What is needed:
Please copy exactly the lines that begin with the one containing "Look at the photo above. For every instance of the glass" and end with the last line of the entries.

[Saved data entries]
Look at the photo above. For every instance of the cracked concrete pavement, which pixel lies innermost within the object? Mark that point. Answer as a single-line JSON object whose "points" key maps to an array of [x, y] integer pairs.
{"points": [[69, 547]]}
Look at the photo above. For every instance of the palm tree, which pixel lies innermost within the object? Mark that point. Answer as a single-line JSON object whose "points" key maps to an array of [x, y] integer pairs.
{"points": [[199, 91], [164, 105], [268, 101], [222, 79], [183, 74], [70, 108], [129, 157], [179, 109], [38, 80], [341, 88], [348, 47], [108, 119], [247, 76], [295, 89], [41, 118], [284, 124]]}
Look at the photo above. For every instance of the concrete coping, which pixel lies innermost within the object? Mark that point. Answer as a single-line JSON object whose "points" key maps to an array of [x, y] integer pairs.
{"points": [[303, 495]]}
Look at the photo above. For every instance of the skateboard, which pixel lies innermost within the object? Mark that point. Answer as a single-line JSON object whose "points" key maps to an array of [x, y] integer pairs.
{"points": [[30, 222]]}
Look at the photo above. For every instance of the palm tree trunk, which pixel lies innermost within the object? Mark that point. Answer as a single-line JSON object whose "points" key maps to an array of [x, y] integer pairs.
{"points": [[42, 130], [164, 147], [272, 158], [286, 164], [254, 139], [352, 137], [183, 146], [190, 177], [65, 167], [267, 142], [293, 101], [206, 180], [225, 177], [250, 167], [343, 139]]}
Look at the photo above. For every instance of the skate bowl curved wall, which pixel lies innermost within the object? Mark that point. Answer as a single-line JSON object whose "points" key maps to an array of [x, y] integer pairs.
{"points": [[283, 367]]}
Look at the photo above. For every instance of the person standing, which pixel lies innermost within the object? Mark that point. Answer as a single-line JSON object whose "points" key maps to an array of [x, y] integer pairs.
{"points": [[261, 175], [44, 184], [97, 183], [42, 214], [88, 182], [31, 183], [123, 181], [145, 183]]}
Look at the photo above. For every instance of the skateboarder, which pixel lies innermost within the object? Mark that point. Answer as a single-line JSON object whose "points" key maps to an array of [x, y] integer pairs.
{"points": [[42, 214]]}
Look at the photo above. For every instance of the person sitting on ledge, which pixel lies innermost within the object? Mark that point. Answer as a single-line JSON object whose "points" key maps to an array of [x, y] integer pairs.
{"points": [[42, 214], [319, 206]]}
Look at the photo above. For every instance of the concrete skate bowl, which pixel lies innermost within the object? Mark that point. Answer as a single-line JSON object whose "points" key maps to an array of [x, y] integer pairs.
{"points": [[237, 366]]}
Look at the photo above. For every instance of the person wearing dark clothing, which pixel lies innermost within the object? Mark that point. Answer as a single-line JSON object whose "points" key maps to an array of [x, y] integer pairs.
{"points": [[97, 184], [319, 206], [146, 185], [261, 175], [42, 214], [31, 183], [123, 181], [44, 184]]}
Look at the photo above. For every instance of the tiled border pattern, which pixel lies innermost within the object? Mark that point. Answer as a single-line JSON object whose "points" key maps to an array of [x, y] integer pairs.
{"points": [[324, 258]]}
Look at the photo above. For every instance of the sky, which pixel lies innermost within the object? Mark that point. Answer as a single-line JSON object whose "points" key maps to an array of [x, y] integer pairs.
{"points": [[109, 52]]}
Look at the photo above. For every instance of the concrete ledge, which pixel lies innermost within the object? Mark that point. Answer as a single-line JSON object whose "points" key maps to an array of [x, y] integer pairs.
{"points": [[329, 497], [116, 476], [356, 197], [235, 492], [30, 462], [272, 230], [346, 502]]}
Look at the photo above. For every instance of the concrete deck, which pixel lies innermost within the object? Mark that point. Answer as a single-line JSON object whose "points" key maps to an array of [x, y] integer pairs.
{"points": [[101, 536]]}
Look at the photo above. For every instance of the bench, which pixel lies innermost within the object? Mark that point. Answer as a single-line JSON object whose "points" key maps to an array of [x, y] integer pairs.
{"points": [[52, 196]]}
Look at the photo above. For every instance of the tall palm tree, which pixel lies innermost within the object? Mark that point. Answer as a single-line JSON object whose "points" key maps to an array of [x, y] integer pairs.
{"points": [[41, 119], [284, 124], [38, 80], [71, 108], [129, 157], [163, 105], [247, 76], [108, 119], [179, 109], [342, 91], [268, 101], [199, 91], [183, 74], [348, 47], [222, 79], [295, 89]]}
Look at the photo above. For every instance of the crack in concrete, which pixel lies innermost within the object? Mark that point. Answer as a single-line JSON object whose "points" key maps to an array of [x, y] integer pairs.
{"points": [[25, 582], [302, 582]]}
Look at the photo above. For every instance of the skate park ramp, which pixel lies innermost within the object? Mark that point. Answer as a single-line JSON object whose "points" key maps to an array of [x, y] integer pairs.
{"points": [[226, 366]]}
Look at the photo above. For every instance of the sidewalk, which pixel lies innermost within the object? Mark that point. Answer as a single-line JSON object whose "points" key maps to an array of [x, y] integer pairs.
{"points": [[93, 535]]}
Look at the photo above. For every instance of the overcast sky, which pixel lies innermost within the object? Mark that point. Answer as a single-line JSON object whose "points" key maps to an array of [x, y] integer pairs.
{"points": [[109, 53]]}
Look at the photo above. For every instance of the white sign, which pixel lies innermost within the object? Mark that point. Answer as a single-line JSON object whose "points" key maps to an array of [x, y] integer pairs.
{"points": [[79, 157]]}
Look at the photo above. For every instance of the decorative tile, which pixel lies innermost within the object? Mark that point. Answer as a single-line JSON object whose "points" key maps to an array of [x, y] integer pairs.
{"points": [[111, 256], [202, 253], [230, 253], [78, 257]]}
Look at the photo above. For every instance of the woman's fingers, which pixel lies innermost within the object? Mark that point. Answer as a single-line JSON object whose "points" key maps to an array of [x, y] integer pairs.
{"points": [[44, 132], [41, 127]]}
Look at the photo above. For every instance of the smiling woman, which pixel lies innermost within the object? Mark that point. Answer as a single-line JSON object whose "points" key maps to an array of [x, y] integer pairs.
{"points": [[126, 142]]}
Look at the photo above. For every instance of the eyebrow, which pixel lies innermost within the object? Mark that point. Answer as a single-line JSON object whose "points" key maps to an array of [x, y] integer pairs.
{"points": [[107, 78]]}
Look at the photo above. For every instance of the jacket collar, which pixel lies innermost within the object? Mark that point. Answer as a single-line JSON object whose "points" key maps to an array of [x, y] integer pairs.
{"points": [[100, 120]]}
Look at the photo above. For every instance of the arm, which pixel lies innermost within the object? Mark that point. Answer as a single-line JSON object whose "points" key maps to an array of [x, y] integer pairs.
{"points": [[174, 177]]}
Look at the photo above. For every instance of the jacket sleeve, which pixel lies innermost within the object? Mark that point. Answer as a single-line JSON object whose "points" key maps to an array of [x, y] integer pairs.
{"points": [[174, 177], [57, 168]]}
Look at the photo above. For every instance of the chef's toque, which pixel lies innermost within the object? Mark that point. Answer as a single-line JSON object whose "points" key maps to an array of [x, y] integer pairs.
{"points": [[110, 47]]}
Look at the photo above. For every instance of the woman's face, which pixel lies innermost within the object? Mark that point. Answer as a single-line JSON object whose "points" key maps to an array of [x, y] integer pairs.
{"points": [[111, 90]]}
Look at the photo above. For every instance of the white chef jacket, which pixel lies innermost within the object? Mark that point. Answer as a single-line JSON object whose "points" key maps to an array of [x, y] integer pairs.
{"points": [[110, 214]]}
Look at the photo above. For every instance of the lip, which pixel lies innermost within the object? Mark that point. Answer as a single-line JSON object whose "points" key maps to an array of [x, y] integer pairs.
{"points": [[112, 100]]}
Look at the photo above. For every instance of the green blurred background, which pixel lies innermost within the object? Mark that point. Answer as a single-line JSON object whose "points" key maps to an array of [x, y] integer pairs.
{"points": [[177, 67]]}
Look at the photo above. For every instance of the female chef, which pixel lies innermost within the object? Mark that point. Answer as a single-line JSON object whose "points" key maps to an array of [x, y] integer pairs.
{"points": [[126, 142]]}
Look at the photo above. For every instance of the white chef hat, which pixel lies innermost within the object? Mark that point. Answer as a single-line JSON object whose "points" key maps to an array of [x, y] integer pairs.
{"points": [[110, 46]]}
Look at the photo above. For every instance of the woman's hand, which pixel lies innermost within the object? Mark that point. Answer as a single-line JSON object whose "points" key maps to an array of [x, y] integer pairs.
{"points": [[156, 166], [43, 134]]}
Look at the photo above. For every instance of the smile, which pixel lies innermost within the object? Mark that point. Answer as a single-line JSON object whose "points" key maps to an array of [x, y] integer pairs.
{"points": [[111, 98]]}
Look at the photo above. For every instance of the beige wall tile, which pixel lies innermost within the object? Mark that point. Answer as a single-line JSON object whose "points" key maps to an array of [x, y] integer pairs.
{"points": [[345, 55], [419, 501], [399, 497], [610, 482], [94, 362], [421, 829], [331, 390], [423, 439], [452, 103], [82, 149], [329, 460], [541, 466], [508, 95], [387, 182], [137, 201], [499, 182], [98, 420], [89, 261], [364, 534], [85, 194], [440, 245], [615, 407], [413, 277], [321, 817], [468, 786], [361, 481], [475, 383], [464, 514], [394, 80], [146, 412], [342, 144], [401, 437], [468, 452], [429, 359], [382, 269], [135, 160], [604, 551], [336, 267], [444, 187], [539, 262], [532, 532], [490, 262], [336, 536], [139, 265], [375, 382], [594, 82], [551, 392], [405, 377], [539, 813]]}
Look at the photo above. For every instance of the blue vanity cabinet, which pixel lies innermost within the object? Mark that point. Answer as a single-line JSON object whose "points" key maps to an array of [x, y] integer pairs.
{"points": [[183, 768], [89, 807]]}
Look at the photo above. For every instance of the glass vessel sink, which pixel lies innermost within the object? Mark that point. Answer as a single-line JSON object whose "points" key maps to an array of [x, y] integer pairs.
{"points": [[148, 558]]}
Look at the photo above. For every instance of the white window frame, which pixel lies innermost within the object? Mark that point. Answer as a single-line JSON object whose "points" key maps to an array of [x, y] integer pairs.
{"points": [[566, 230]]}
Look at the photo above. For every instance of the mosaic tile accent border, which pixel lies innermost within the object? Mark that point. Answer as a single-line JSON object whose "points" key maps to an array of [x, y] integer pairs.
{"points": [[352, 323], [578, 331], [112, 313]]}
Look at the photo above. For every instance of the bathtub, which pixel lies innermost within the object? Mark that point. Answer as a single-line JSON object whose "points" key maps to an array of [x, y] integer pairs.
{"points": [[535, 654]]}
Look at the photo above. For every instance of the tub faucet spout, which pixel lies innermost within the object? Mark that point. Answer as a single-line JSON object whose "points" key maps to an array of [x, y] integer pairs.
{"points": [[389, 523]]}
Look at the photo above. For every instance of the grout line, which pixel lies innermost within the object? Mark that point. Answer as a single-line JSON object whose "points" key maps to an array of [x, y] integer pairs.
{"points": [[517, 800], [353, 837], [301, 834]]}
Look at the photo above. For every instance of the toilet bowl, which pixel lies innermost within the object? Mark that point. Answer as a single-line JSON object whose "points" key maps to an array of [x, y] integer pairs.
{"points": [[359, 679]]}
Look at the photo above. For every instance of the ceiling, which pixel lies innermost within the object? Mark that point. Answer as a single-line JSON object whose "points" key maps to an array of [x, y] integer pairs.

The solution:
Look at the photo above. For every instance of the glass vessel sink, which pixel lies innermost within the object? Mark that point. Answer as a single-line JSON object whose "points" key maps to an array of [x, y] integer pairs.
{"points": [[148, 558]]}
Look at the photo above. For every instance of the white window frame, which pixel lies innermost within the object? Mark that point. Answer as a single-line JSON object whose "points" key maps to an array of [x, y] integer pairs.
{"points": [[566, 230]]}
Look at the photo above. For every instance of the mosaic tile accent border, which pixel lies innermost within the object? Mark that point. Answer as a single-line JSON object whose "points" key maps to an array of [x, y] integer pairs.
{"points": [[352, 323], [578, 331], [112, 313]]}
Look at the photo above. For every instance of the bathtub, which pixel lies innermost within the object? Mark that point. Answer as a single-line JSON object whose "points" key maps to an array of [x, y] integer pairs.
{"points": [[535, 654]]}
Look at the photo above. For every instance of the tub faucet spout, which pixel lies innermost within the object? Mark that point. Answer as a single-line JSON object whose "points" key maps to an array of [x, y] integer pairs.
{"points": [[389, 523]]}
Look at the photo above. For every instance of the grout line, which pixel lies innermost within the object? Mark that point. Answer as a single-line JSON object whose "points" key maps to an array of [x, y] integer pairs.
{"points": [[517, 800], [353, 837], [301, 834]]}
Look at the photo above. For every instance of the toilet bowl, which pixel lies innermost within the object? Mark that point. Answer as a single-line JSON object whose "points" key maps to an array of [x, y] integer pairs.
{"points": [[359, 679]]}
Look at the photo above. For every instance of the ceiling, which pixel lies innermost within the object? Mark that point. Answer as a single-line JSON object whose "points" key maps to an array of [x, y] integer pairs.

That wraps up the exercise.